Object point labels
==============================

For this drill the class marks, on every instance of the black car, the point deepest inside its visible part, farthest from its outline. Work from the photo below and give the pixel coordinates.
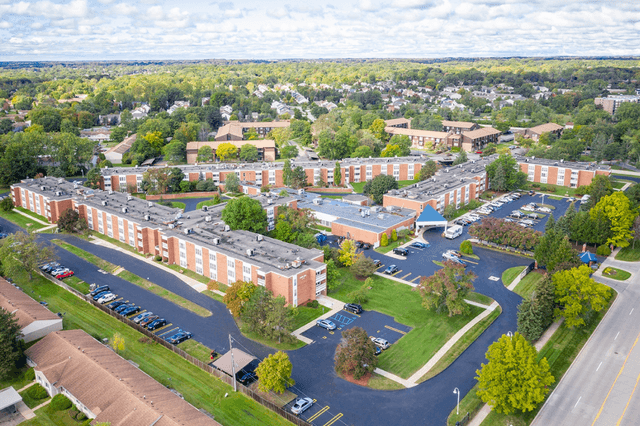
(353, 307)
(157, 324)
(99, 290)
(401, 251)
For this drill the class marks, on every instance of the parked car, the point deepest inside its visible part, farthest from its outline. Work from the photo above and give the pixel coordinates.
(141, 316)
(380, 342)
(179, 337)
(130, 311)
(148, 320)
(353, 307)
(107, 298)
(301, 405)
(391, 269)
(401, 251)
(453, 232)
(99, 290)
(64, 275)
(326, 324)
(157, 323)
(419, 244)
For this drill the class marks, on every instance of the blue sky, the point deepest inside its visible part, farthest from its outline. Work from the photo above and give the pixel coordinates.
(269, 29)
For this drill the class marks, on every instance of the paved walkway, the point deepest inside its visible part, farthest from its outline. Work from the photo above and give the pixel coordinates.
(334, 306)
(195, 284)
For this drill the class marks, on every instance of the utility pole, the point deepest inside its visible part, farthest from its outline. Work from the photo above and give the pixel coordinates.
(233, 365)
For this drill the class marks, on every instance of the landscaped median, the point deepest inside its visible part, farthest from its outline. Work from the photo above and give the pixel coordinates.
(197, 386)
(134, 279)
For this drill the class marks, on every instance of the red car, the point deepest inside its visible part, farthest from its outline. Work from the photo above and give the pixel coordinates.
(64, 275)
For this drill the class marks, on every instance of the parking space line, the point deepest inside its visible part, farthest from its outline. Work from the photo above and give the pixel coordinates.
(395, 329)
(318, 414)
(335, 419)
(164, 330)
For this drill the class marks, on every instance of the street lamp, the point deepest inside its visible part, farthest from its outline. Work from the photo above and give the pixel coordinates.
(457, 392)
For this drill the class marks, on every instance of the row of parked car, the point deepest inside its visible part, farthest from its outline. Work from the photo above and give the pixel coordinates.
(148, 320)
(56, 270)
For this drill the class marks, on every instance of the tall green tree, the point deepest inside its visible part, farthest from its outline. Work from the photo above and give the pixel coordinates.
(10, 347)
(513, 379)
(245, 213)
(446, 289)
(579, 296)
(274, 373)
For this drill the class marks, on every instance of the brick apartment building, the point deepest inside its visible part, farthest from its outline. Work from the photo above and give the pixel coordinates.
(266, 173)
(235, 130)
(266, 148)
(612, 102)
(454, 185)
(200, 241)
(360, 223)
(564, 173)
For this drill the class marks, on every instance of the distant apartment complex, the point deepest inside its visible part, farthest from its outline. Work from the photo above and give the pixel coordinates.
(564, 173)
(612, 102)
(262, 174)
(200, 241)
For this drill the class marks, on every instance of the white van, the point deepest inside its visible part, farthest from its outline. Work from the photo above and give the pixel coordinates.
(453, 232)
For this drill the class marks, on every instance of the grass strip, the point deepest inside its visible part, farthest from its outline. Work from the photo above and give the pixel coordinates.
(461, 345)
(198, 387)
(164, 293)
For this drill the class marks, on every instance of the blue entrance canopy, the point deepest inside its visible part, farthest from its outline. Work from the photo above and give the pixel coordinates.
(430, 217)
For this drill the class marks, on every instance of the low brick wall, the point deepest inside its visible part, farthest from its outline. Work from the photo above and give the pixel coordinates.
(182, 195)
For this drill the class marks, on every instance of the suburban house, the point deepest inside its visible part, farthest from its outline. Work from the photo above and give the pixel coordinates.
(115, 153)
(235, 130)
(105, 386)
(34, 319)
(571, 174)
(266, 148)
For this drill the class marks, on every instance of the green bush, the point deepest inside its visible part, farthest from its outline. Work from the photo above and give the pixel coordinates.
(37, 392)
(466, 247)
(60, 402)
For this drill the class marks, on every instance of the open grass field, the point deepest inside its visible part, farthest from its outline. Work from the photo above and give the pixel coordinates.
(198, 387)
(430, 330)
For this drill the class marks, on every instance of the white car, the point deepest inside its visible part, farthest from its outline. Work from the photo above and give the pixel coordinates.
(380, 342)
(107, 298)
(301, 405)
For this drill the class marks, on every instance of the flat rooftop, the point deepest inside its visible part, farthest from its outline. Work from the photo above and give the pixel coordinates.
(575, 165)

==============================

Quote exactly the line containing "the blue entrance" and every later line through the end of the listing, and no other lines.

For this drill the class marks, on every instance of the blue entrance canopy, the point deepest inside its visible part, farthest from its outline. Work from the photo above and give the pixel coordinates.
(430, 217)
For this drill the class marks, on every instance of the low brick wall, the point deepest inside its visible part, farthest from its outline. Work from the photo above and give the pixel coordinates.
(182, 195)
For this drill the class marks, on every instance of the suburban house, the point deepest inside its visible part, farthest from its outline. Work from the photo above and give the pixel coordinates.
(115, 153)
(235, 130)
(105, 386)
(34, 319)
(571, 174)
(266, 148)
For this drill the class marks, on every instance of the green bush, the point deepest inside its visible part, farthest from its outline. Work from the photo above and give the pixel coordinates.
(37, 392)
(466, 247)
(60, 402)
For this drill the class marks, on every instance of the open grass field, the point deepest inside its visible part, farthest from its outline. Work from the photo above and give the pixel coordinates.
(198, 387)
(430, 330)
For this drill the class marks, on every instance of the white car, the point deepest inside its visible part, farthest from its outline. Work from the photo above and give the pixel coordinates.
(380, 342)
(107, 298)
(301, 405)
For this drill the class marks, on every instance of the flat rooftop, the point deepest inside its visible part, farthest from its outline. Work from the photo above and give the pixel coordinates.
(575, 165)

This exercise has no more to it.